Your instructions: Beginning with the first line below, please repeat the material exactly, ending with the line that includes "the smiling face.".

Data under study:
____________________

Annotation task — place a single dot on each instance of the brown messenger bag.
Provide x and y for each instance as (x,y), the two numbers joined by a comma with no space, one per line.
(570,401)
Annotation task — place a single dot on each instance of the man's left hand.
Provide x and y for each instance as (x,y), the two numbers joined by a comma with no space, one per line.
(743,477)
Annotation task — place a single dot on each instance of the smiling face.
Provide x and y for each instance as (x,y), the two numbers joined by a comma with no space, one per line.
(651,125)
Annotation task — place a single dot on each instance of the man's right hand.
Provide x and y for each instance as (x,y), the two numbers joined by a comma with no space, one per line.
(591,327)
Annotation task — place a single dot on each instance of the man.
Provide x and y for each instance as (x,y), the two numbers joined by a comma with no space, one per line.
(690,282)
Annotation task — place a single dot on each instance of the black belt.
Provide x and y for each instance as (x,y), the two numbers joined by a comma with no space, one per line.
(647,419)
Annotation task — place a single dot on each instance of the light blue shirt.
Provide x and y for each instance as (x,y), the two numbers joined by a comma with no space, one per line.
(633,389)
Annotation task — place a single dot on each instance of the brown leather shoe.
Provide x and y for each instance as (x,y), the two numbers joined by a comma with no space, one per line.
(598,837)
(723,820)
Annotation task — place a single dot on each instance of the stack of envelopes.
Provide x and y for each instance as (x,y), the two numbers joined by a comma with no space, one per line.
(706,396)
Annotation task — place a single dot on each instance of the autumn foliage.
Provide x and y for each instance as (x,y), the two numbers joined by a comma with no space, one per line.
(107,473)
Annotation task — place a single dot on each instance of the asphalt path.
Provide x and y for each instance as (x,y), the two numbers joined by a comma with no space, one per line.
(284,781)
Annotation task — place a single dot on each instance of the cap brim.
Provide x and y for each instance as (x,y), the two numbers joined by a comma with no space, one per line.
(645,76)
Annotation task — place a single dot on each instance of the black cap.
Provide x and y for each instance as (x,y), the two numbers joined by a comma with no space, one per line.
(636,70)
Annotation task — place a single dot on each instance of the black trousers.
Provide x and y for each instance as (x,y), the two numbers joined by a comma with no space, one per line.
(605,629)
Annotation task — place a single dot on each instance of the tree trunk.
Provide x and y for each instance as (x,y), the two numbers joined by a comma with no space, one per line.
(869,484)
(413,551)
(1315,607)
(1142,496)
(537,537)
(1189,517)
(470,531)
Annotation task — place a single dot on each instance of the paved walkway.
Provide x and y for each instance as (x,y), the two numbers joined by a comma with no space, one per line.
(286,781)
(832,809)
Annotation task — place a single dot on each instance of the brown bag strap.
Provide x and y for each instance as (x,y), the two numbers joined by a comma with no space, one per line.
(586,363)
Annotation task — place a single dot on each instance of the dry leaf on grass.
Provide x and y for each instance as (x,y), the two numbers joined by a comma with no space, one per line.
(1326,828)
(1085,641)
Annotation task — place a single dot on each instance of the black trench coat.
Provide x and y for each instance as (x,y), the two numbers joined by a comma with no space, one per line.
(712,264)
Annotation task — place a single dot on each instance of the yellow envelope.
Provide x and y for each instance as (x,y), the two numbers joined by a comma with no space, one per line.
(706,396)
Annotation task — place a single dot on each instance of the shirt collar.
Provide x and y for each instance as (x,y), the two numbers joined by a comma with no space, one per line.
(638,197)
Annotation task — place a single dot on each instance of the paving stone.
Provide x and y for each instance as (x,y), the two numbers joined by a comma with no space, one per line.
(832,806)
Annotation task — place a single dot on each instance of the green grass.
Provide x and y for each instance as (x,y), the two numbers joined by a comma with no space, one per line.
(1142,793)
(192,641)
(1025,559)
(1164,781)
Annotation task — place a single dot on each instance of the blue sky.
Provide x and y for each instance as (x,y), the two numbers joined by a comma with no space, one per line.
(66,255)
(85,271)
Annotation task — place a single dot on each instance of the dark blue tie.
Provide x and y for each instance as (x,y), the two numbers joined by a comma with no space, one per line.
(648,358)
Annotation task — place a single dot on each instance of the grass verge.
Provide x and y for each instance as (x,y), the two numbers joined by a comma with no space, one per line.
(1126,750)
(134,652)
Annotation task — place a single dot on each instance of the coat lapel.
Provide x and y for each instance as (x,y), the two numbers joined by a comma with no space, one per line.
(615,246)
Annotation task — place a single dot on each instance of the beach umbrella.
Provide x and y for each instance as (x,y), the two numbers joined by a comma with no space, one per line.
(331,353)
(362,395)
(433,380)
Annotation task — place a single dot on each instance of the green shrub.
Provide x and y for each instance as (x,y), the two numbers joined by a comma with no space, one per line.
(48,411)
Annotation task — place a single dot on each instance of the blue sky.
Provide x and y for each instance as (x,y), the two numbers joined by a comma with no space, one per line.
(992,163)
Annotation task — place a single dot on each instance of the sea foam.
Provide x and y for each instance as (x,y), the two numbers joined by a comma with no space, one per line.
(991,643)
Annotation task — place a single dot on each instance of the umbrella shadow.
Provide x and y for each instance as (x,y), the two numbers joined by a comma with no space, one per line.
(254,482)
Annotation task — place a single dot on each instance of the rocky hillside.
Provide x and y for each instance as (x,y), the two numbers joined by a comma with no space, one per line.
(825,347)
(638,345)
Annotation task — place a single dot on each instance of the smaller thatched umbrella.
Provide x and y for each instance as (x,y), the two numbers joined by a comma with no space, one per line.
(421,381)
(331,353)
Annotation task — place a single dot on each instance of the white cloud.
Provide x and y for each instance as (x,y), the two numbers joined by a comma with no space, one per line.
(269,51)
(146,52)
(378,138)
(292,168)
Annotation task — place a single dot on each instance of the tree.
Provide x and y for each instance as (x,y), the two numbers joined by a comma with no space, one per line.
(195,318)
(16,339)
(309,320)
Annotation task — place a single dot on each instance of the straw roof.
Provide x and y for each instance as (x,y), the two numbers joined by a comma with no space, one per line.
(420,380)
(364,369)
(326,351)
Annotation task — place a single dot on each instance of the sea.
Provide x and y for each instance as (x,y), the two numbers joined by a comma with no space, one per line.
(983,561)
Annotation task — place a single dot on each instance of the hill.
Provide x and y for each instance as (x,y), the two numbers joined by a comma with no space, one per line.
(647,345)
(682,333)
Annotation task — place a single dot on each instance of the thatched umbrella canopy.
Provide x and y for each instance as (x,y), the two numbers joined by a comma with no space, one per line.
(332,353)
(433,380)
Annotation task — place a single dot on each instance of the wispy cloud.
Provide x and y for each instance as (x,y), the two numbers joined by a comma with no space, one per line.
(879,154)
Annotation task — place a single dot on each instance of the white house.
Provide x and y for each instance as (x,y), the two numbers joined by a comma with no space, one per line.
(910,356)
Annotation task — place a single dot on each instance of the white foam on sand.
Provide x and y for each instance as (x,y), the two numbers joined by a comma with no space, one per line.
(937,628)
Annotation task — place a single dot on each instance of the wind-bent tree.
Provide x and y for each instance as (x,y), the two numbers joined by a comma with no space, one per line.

____________________

Answer box:
Annotation task — place a single dot on each instance of the brown messenger bag.
Provide x and y for each instance as (x,y), the two numbers joined by a comma with no space, one per line.
(570,401)
Annotation task — place a single dot on each instance of the man's left hand.
Provide x and y for each instance as (x,y), the two numbers joined by a comma with no space, one per line.
(743,477)
Annotation task — place a single dot on each instance of the smiling face.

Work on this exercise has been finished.